[THE TASK] Pull every line of the listing below out word for word, and leave the pictures out of your answer.

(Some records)
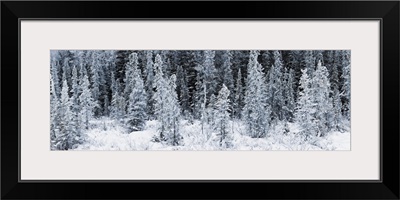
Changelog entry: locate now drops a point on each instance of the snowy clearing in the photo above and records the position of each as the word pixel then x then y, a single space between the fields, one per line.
pixel 108 134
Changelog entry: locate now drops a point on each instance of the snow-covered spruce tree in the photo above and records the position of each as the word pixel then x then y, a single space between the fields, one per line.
pixel 136 111
pixel 160 95
pixel 226 72
pixel 345 90
pixel 210 110
pixel 336 113
pixel 95 83
pixel 205 81
pixel 322 102
pixel 87 103
pixel 149 74
pixel 75 103
pixel 66 135
pixel 166 106
pixel 183 92
pixel 308 62
pixel 255 112
pixel 238 99
pixel 130 67
pixel 118 103
pixel 288 93
pixel 172 136
pixel 275 90
pixel 54 109
pixel 306 109
pixel 55 77
pixel 222 108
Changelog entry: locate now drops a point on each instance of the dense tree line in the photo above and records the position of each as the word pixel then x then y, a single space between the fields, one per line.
pixel 260 88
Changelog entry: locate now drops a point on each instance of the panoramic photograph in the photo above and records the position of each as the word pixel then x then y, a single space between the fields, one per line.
pixel 200 100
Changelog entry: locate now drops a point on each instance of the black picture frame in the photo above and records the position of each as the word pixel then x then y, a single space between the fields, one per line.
pixel 386 11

[COMPLETED EXERCISE]
Changelog entry: locate now drops a point on each instance of the snowy clearing in the photo above and records the position of each as the word pixel then x then y, a single space between the fields, one per line.
pixel 108 134
Changelog entry: locate now drops a point on each instance of the snow-covered spruce tree in the photo above and records the position of each as the word pixel then x then y, a single space between the fields, one per line.
pixel 136 111
pixel 160 95
pixel 226 72
pixel 345 90
pixel 210 110
pixel 336 113
pixel 95 83
pixel 205 81
pixel 322 102
pixel 87 103
pixel 149 74
pixel 75 103
pixel 66 135
pixel 166 106
pixel 183 92
pixel 308 62
pixel 255 112
pixel 238 99
pixel 130 67
pixel 118 103
pixel 288 93
pixel 172 136
pixel 275 90
pixel 54 109
pixel 306 109
pixel 55 77
pixel 222 108
Changelog entry: locate now drops a point on each instance of the dense tree line in the photo above and records the position of each as the word pixel then x then y, a single space between the fields, one per line.
pixel 260 88
Changelog entry: locate now drops a point on each instance of the panoramic photograph in the photo above and records the position of each as the word pixel then x then y, a single space between the fields, one per line.
pixel 200 100
Changelog entry: locate now drops a point on each instance of the black picture frame in the photo above and records the position of each as the word pixel then x then y, a single space between the fields, one per line.
pixel 386 11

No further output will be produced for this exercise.